FRAGMENT STRONY
══════════

| Piłka nożna / Reprezentacja U21
Polska nie zagra na młodzieżowych mistrzostwach Europy i nie będzie walczyła o występ na igrzyskach olimpijskich w Paryżu. Biało-czerwoni przegrali z Niemcami, ale kłopoty zaczęły się znacznie wcześniej. Taki scenariusz sprawia, że kadra do lat 21 może mieć wkrótce nowego selekcjonera.
Przez całe eliminacje młodzieżowych mistrzostw Europy tliła się nadzieja, że Polacy znów pojadą na turniej. Wiara była podkopywana słabymi wynikami z Izraelem i Węgrami. Jednocześnie wygrana 4:0 z Niemcami była błyskiem, który miał poprowadzić kadrę do lat 21 w kierunku dobrych wyników. Nie wyszło. Ostatnie miesiące dla kadry Macieja Stolarczyka były przeciętne. Przygoda skończyła się po porażce z zachodnimi sąsiadami w Łodzi.
Reprezentacja Polski nie zagra na turnieju, który zostanie rozegrany w 2023 roku w Rumunii oraz Gruzji. Zamknął się pewien etap, który najpewniej będzie też pożegnaniem dla Stolarczyka, który nie zbudował wystarczająco silnej kadry, by ta mocno biła się o awans. Zamiast tego biało-czerwoni rozgrywali kolejne spotkania o życie, a wtorkowa porażka z Niemcami przyklepała los polskiej młodzieżówki.
Polska ekipa nie rozegrała w Łodzi złego meczu, miała sporo szans pod bramką przeciwników. Biało-czerwoni nie potrafili jednak wykorzystywać swoich szans, a dodatkowo mieli sporo stresu przy atakach gości. W samej końcówce pojawiło się wśród gospodarzy więcej ryzyka, choć Stolarczyk nie zdecydował się zagrać va banque. Niemcy i tak korzystali z większej dawki przestrzeni, a finalnie wykorzystali to na swoją korzyść.
Domowy remis z Węgrami został uratowany w doliczonym czasie gry. W ostatnim kwadransie udało się też zapewnić remis w Izraelu. Z kolei na wyjeździe w Segedynie biało-czerwoni wypuścili wygraną z rąk po stracie gola w ostatnich sekundach rywalizacji. Trudno mówić o przypadku, że ekipa Stolarczyka zawodziła w kluczowych momentach. Presja zeszła? Wtedy Polacy odbili się wygraną 4:0 w Niemczech, ale to wynik, który budzi dumę, lecz nie zmienia wiele w kontekście eliminacyjnej sytuacji naszej kadry.

══════════

DOSTARCZONE DANE
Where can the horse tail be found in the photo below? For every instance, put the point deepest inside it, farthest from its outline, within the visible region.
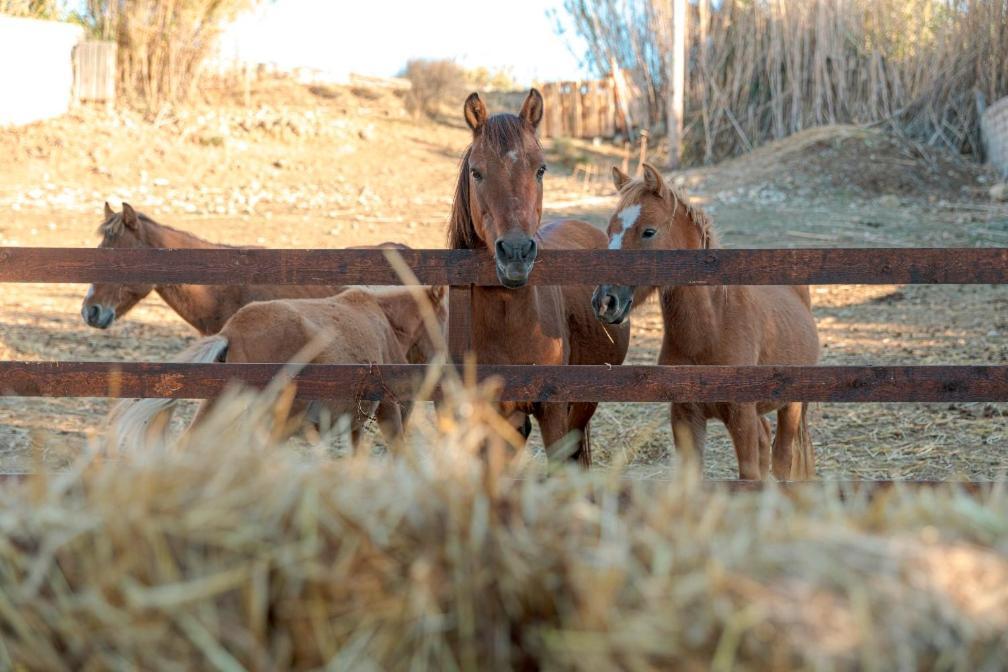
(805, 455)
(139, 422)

══════════

SZCZEGÓŁY ZADANIA
W jakich krajach, według fragmentu strony o kadrze U21, zostanie rozegrany turniej, na którym nie zagra reprezentacja Polski? Dane nie są tu potrzebne.

WYNIK ĆWICZENIA
W Rumunii oraz Gruzji.